[Referring expression data]
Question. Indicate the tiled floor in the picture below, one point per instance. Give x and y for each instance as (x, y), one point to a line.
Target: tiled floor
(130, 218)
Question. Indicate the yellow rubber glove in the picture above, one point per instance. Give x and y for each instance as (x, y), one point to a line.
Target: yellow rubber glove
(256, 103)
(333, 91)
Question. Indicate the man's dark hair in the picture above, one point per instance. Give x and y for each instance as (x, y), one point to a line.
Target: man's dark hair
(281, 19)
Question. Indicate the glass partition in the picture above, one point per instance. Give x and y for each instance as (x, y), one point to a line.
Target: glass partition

BRIEF:
Repeat only the lines running from the line that contains "Question. Indicate the man's" through the last line above, inclusive.

WRITTEN ANSWER:
Question. Indicate the man's dark hair in the picture above, one point per instance. Give x and y for each instance as (x, y), one point to a line.
Target: man's dark hair
(281, 19)
Question. Indicate the glass partition in the picture above, one point per instance. Give x and y for each instance as (x, y), one point to a line.
Target: glass partition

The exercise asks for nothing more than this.